======== Supplied passage

Euclid, the father of geometry, believed that nature itself was the physical manifestation of mathematical law. While this may seems like quite a striking statement, what is significant about it is the relationship between mathematics and the natural world. I like to think that this statement speaks less about the nature of the world and more about the nature of mathematics – that math is our way of expressing how the universe operates, or at least our attempt to do so. After all, Carl Sagan famously suggested that, in the event of extra terrestrial contact, we might use various universal principles and facts of mathematics and science to communicate.

Developing Space-Filling Fractals

Delving deeper into the world of mathematics, fractals, geometry, and space-filling curves.

 

Foreword

Following my last post on the “…first, second, and third dimensions, and why fractals don’t belong to any of them…“, this post is about documenting my journey as I delve deeper into the subject of fractals, mathematics, and geometry.

================
======== Listed entries

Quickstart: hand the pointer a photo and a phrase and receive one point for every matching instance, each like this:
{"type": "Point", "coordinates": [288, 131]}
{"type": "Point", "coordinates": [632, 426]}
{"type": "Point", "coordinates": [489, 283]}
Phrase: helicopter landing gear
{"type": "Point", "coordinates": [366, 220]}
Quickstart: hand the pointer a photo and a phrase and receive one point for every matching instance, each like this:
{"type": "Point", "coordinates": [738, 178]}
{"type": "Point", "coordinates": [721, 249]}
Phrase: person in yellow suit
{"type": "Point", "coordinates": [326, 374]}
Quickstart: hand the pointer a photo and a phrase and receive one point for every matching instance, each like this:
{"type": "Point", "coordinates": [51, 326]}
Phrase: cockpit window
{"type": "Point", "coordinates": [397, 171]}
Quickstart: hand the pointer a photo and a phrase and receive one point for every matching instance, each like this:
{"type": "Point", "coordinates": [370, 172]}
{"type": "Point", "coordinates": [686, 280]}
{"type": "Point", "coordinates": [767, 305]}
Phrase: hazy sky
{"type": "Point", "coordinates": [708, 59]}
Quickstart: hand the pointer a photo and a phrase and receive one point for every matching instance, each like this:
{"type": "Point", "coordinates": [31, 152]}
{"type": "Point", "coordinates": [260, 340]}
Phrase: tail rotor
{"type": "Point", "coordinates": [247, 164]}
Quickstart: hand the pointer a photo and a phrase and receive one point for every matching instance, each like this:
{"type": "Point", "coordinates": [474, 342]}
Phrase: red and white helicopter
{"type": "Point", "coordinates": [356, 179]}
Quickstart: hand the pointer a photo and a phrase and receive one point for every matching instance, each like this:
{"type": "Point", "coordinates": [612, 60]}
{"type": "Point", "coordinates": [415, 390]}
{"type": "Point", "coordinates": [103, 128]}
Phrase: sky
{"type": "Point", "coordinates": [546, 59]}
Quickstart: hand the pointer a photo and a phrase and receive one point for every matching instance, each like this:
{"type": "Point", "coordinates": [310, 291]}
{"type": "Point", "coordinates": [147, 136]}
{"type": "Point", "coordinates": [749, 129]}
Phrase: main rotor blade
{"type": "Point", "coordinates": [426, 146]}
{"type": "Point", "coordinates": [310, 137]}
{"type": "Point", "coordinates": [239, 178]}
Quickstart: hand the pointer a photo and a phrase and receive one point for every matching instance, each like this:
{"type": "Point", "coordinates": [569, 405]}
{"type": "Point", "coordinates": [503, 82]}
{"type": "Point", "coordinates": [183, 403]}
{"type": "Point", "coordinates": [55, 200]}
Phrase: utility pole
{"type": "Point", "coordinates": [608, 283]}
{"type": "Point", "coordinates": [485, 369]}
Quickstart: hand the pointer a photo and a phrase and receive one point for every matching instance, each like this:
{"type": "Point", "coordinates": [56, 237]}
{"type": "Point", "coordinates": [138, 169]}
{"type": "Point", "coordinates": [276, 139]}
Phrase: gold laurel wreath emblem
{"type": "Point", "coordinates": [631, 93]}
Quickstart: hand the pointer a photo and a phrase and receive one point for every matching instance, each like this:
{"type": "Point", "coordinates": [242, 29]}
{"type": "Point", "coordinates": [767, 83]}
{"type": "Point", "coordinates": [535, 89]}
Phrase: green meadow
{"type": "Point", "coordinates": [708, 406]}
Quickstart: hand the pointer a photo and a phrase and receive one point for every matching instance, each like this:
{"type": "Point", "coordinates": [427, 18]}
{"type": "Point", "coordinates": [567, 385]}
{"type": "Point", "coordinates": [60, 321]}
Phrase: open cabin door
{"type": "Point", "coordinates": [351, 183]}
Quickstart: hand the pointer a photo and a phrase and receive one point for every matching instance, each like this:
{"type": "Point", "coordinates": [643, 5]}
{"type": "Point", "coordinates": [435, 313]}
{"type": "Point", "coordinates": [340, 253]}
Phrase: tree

================

• Given request 1
According to the essay on space-filling fractals, what did Euclid believe nature itself was?
• Given request 2
Carry on the essay on space-filling fractals, starting after its final sentence.
The data were gathered from a different source than the fractal essay.

• Exercise result 1
The physical manifestation of mathematical law.

• Exercise result 2
The study of fractals is an intensely vast topic. So much so that I’m convinced you could easily spend several lifetimes studying them. That being said, I chose to focus specifically on single-curve geometry. But, keep in mind that I’m only really scratching the surface of what there is to explore.

4.0 Classic Space-Filling

Inspired by Georg Cantor’s research on infinity near the end of the 19th century, mathematicians were interested in finding a mapping of a one-dimensional line into two-dimensional space – a curve that will pass through through every single point in a given space.
Jeffrey Ventrella writes that “a space-filling curve can be described as a continuous mapping from a lower-dimensional space into a higher-dimensional space.” In other words, an initial one-dimensional curve is developed to increase its length and curvature – the amount of space in occupies in two dimensions. And in the mathematical world, where a curve technically has no thickness and space is infinitely vast, this can be done indefinitely.

4.1 Early Examples

In 1890, Giuseppe Peano discovered the first of what would be called space-filing curves:

Peano-space-filling-Curve_-four-approximations_-version-A_1 4i.gif
4 Iterations of the Peano Curve
An initial ‘curve’ is drawn, then each element of the curve is replace by the whole thing. Here it is done four times, and it’s easy to imagine how you can keep doing this over and over again. One would think that if you kept doing this indefinitely, this one-dimensional curve would eventually fill all of two-dimensional space and become a surface. However it can’t, since it technically has no thickness. So it will be as close as you can get to a surface, without actually being a surface (I think.. I’m not that sure..)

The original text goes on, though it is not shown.